**About this exercise:**
Would you please write out every record exactly?

(Collection entries)
= = = = =
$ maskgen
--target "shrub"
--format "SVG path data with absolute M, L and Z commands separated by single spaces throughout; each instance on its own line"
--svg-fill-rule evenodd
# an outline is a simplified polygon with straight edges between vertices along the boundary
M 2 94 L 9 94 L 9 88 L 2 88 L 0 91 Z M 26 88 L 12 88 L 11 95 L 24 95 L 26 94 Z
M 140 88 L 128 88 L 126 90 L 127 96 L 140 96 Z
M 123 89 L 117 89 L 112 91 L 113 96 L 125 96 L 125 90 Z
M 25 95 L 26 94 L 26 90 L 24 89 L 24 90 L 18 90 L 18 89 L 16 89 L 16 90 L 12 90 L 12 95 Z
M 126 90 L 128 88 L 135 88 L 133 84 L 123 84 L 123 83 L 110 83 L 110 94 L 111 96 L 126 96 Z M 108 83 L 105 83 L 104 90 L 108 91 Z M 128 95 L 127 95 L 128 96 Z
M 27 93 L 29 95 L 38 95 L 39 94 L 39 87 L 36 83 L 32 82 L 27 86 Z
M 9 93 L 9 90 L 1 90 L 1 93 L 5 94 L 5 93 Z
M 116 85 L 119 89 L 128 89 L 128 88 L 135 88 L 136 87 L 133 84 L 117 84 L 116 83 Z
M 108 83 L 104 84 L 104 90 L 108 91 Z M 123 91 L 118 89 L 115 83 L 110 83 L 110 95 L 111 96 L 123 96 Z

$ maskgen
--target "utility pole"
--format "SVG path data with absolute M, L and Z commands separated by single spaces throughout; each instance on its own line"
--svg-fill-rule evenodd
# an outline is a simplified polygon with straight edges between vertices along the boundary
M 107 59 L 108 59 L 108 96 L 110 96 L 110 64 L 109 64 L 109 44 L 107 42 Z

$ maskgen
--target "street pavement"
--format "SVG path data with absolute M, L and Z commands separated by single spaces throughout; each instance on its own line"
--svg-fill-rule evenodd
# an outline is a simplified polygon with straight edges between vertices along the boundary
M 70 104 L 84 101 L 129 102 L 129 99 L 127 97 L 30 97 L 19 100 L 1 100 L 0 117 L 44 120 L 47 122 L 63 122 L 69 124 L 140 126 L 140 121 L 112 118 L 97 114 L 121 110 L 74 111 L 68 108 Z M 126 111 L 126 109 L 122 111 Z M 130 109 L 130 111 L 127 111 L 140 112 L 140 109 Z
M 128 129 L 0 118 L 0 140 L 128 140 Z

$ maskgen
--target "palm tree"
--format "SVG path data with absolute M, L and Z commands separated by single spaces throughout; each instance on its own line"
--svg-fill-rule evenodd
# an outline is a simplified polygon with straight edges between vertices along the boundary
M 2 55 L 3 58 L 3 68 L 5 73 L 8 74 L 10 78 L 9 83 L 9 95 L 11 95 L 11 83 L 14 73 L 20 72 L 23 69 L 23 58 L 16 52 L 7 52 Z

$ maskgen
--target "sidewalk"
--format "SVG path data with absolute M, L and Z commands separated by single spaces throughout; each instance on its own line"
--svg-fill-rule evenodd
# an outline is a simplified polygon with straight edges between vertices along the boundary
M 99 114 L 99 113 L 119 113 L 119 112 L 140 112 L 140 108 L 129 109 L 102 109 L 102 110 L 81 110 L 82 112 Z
= = = = =
**Finished exercise:**
$ maskgen
--target "shrub"
--format "SVG path data with absolute M, L and Z commands separated by single spaces throughout; each instance on its own line"
--svg-fill-rule evenodd
# an outline is a simplified polygon with straight edges between vertices along the boundary
M 2 94 L 9 94 L 9 88 L 2 88 L 0 91 Z M 26 88 L 12 88 L 11 95 L 24 95 L 26 94 Z
M 140 88 L 128 88 L 126 90 L 127 96 L 140 96 Z
M 123 89 L 117 89 L 112 91 L 113 96 L 125 96 L 125 90 Z
M 25 95 L 26 94 L 26 90 L 24 89 L 24 90 L 18 90 L 18 89 L 16 89 L 16 90 L 12 90 L 12 95 Z
M 126 90 L 128 88 L 135 88 L 133 84 L 123 84 L 123 83 L 110 83 L 110 94 L 111 96 L 126 96 Z M 108 83 L 105 83 L 104 90 L 108 91 Z M 128 95 L 127 95 L 128 96 Z
M 27 93 L 29 95 L 38 95 L 39 94 L 39 87 L 36 83 L 32 82 L 27 86 Z
M 9 93 L 9 90 L 1 90 L 1 93 L 5 94 L 5 93 Z
M 116 85 L 119 89 L 128 89 L 128 88 L 135 88 L 136 87 L 133 84 L 117 84 L 116 83 Z
M 108 83 L 104 84 L 104 90 L 108 91 Z M 123 91 L 118 89 L 115 83 L 110 83 L 110 95 L 111 96 L 123 96 Z

$ maskgen
--target "utility pole"
--format "SVG path data with absolute M, L and Z commands separated by single spaces throughout; each instance on its own line"
--svg-fill-rule evenodd
# an outline is a simplified polygon with straight edges between vertices along the boundary
M 107 59 L 108 59 L 108 96 L 110 96 L 110 64 L 109 64 L 109 44 L 107 42 Z

$ maskgen
--target "street pavement"
--format "SVG path data with absolute M, L and Z commands separated by single spaces throughout; each instance on its own line"
--svg-fill-rule evenodd
# an outline is a simplified polygon with straight edges between vertices along the boundary
M 70 104 L 84 101 L 129 102 L 129 99 L 127 97 L 30 97 L 19 100 L 1 100 L 0 117 L 44 120 L 47 122 L 63 122 L 69 124 L 140 126 L 140 121 L 112 118 L 97 114 L 121 110 L 74 111 L 68 108 Z M 126 111 L 126 109 L 122 111 Z M 130 109 L 130 111 L 127 111 L 140 112 L 140 109 Z
M 128 129 L 0 118 L 0 140 L 128 140 Z

$ maskgen
--target "palm tree"
--format "SVG path data with absolute M, L and Z commands separated by single spaces throughout; each instance on its own line"
--svg-fill-rule evenodd
# an outline is a simplified polygon with straight edges between vertices along the boundary
M 2 55 L 3 58 L 3 68 L 5 73 L 8 74 L 10 78 L 9 83 L 9 95 L 11 95 L 11 83 L 14 73 L 20 72 L 23 69 L 23 58 L 16 52 L 7 52 Z

$ maskgen
--target "sidewalk"
--format "SVG path data with absolute M, L and Z commands separated by single spaces throughout; each instance on its own line"
--svg-fill-rule evenodd
# an outline is a simplified polygon with straight edges between vertices along the boundary
M 99 114 L 99 113 L 119 113 L 119 112 L 140 112 L 140 108 L 129 109 L 102 109 L 102 110 L 81 110 L 82 112 Z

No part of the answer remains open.